• Passage provided
- - - -

I'm assuming you're clicker training, so forgive me if you arent. It's very simple to add hand signals.
Once the dog is doing the command consistently, every time you are in a clicker session, or if you have already added a verbal command, every time you ask for it, you start to add the hand signal. (or slowly raise up, or change how you lured the dog into position and make that the hand signal).
Right as the dog starts to do the action you add the signal, or in conjunction with the command word if you've alreayd taught one.
So Example of this is, my dog is learning to crawl right now. I started off luring her across the floor from a down, to the best of my ability (she almost never lures for me) by putting a treat in my palm and then wiggling my fingers to get her to notice it and eventually follow it. I added the command "crawl" every time. I am now working on getting her to crawl without my hand being flat on the floor, and eventually I'll be able to wiggle my fingers, palm side up, any time and at any level and she'll know it means "crawl towards mom."

- - - -

• Items
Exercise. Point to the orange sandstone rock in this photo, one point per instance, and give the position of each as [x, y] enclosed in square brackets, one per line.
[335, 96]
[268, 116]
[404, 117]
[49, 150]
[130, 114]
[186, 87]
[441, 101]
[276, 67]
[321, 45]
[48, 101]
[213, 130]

- - - -

• What to do
[A] Lay out every line of the records above as a numbered list, skipping any blank lines.
[B] Carry on with the text about teaching a dog hand signals, starting right after its last sentence.

• Answers given
[A]
1. Exercise. Point to the orange sandstone rock in this photo, one point per instance, and give the position of each as [x, y] enclosed in square brackets, one per line.
2. [335, 96]
3. [268, 116]
4. [404, 117]
5. [49, 150]
6. [130, 114]
7. [186, 87]
8. [441, 101]
9. [276, 67]
10. [321, 45]
11. [48, 101]
12. [213, 130]

[B]
Does that make sense? You want to add it before you click, and while the dog is in motion. If you add it before hand, as in you are using it to ask teh dog to do something, it will confuse it. If you add the signal after it's done moving, it won't know what it means either. And if you add it after you click and treat, well, the dogs focus is not longer on what it just did and on what it is now eating. It is usually very simple and doesn't take long if the dog is already doing the action you want before hand. Once you get the timing down when teaching hand signals, you'll be zipping through them in no time!
Hit the nail on the head. It's very simple.
Your dog has a solid understanding of sit. You tell her to sit, while using a hand signal. Do this over and over and over again, and eventually she'll associate the hand signal with the behavior. Dogs are very visual, so hand signals are typically learned much easier than verbal commands. After all, when you see two dogs interacting for the first time, they aren't usually carrying on a conversation. Their FIRST response is always body language, then verbalization(growling, whining, barking, etc). If you work on it hard enough, your dog will do just about anything with only vocal commands, only hand signals, or both. Just keep at it. Hope this helps.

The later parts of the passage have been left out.